─── TEXTO PROPORCIONADO

Los piojos están en una bolsa que llevamos dentro
O sea, qué vergüenza, resulta que estoy en la peluquería comentando con el estilista los incendios de nuestros hospitales y el juicio del de Alcalá 20, cuando observo que Manolo hurga con los dedos entre mi cabellera como si hubiera perdido las tijeras.-¿Se trata de un masaje nuevo? -le pregunto.
-No, hijo, es que tienes pipis.
-¿Qué es eso de pipis?
-Piojos, corazón, y liendres como huevos de gallina.
Para mí los piojos están asociados a la miseria, de manera que le pido que baje la voz y le digo que cómo voy a tener piojos si me lavo todos los días con un champú de uso diario que él mismo me ha recomendado.
-A los piojos les gustan las cabezas limpias.
En fin, que tengo piojos, que soy un piojoso, vamos. Abro el diccionario y leo que el piojo es un insecto anopluro. Me da miedo buscar anopluro, más por lo de ano que por lo de pluro, pero en un arranque de valor me enfrento a la palabra: "Dícese de los insectos chupadores ápteros que viven como parásitos en muchos vertebrados". Al menos me reconocen como vertebrado.

──────
─── REGISTROS PROPORCIONADOS

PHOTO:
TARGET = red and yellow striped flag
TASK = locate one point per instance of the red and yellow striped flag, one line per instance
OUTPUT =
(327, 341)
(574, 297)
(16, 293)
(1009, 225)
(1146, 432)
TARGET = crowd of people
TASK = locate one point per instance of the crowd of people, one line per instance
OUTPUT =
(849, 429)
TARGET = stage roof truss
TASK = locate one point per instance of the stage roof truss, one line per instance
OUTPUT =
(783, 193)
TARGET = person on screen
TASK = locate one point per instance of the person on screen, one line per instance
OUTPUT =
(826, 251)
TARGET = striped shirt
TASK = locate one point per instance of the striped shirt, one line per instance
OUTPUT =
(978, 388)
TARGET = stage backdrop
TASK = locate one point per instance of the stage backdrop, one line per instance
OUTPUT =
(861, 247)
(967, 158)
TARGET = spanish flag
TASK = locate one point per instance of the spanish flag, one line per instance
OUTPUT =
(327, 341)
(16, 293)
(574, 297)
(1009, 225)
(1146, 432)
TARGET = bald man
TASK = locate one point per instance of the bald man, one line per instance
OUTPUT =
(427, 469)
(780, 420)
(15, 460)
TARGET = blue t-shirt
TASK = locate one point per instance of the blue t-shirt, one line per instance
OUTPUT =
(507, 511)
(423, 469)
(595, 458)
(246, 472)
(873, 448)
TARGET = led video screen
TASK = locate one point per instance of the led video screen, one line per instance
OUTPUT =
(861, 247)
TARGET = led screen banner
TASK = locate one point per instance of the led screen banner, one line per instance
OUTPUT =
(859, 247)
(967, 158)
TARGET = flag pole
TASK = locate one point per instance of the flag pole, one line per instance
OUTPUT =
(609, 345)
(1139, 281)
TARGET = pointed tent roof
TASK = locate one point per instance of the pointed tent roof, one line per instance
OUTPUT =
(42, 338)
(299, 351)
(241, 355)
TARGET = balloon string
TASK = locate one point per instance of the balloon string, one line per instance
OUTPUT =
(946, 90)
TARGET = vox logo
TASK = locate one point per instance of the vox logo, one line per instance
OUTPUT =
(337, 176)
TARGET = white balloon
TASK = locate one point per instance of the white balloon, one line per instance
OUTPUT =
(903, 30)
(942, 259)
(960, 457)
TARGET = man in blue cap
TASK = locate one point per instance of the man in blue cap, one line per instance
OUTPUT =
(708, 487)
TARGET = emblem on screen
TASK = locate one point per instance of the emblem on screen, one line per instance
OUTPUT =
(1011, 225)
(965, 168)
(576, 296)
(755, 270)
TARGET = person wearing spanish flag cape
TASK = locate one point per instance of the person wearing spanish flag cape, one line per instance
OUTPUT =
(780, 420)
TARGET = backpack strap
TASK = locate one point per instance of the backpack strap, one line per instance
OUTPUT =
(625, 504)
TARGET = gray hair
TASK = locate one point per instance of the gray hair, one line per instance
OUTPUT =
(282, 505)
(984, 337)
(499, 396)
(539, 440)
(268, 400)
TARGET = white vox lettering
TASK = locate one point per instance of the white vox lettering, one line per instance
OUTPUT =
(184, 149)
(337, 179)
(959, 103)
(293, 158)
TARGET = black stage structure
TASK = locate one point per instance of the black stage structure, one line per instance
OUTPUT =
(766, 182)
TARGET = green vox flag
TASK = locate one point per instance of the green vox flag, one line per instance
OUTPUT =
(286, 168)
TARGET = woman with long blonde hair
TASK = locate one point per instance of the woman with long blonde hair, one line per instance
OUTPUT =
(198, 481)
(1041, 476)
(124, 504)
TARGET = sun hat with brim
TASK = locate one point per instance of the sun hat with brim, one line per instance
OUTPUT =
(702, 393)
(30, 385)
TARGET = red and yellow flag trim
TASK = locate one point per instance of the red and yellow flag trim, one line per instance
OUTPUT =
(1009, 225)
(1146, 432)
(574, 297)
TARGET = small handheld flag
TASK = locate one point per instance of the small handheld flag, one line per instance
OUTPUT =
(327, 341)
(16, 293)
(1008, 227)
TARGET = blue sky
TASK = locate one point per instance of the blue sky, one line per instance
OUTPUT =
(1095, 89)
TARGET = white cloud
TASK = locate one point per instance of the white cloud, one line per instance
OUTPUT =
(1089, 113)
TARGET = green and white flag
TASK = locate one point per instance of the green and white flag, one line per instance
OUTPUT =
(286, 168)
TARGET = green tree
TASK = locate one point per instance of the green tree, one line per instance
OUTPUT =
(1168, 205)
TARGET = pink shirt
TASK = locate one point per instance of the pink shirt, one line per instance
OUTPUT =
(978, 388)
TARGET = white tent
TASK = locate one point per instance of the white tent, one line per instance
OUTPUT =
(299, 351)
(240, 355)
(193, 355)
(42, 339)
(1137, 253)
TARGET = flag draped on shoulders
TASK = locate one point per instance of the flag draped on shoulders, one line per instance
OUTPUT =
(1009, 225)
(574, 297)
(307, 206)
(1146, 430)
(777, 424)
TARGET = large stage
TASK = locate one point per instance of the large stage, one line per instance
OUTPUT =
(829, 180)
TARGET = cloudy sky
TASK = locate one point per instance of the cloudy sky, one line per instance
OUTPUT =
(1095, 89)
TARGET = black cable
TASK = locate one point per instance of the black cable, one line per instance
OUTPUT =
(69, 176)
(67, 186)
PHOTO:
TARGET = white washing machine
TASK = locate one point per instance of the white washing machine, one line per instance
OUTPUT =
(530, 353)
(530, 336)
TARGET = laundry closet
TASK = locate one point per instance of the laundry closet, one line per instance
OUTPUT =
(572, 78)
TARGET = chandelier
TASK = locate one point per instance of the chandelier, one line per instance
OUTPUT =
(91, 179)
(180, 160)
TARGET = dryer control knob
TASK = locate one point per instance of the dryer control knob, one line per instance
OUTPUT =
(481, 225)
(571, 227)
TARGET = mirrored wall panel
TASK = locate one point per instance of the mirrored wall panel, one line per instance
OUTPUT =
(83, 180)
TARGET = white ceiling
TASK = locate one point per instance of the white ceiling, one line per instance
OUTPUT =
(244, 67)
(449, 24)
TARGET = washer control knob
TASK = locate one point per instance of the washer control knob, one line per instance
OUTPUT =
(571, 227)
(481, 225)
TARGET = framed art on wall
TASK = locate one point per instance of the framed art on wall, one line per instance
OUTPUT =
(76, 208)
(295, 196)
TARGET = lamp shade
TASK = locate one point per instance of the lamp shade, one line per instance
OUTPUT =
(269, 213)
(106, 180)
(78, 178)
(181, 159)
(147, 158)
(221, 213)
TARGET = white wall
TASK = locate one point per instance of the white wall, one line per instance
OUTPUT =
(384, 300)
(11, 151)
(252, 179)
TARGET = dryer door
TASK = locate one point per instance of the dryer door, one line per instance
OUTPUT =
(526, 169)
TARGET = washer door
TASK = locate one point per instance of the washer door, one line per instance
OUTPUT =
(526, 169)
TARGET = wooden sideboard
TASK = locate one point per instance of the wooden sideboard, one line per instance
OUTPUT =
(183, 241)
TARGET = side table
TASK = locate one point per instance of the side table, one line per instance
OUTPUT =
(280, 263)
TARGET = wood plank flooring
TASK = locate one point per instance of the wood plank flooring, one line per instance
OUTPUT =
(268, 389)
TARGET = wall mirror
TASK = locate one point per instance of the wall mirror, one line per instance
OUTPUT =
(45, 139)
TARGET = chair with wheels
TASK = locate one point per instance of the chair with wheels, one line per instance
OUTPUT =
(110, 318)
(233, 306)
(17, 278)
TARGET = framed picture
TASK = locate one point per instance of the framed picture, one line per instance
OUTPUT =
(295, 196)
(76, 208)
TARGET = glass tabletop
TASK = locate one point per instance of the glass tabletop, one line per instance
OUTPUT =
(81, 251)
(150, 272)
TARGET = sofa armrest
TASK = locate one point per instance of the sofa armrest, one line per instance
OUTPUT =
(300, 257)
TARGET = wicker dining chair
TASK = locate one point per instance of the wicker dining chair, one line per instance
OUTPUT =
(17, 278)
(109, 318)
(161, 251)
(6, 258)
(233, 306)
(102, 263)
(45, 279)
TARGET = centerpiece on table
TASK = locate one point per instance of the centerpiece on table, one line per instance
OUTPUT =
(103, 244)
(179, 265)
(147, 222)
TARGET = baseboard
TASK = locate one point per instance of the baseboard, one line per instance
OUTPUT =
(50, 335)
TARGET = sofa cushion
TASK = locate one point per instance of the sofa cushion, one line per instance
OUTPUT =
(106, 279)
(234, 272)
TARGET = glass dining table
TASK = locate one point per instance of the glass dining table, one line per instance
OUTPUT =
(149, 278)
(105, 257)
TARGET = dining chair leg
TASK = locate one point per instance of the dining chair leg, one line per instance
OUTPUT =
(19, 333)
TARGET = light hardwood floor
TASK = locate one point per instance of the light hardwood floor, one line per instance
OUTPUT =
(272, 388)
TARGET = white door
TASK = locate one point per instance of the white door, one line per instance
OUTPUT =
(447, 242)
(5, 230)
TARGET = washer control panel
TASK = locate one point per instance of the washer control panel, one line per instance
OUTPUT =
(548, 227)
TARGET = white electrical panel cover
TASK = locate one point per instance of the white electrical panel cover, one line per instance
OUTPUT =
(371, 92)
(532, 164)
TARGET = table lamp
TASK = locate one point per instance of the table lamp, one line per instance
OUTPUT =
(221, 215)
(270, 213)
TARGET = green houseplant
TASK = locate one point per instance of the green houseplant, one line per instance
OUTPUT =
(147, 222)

──────

CONSIGNA: Continúa el texto sobre los piojos a partir de su última frase, sin tener en cuenta los registros.

RESPUESTA:
No digo nada en casa y escondo en la mesilla de noche los champúes especiales que me ha vendido Manolo para despiojarme. Pero, mira por donde, ese día aparece mi hijo con una carta del colegio en la que se nos pide que revisemos atentamente las cabezas de los niños, pues han detectado una invasión de anopluros, normal, por otra parte, en estas fechas. Eso me tranquiliza; mi hijo va a un colegio de pago, de manera que la cosa no puede ser tan grave como había pensado: por un momento tuve la impresión de estar regresando a la infancia.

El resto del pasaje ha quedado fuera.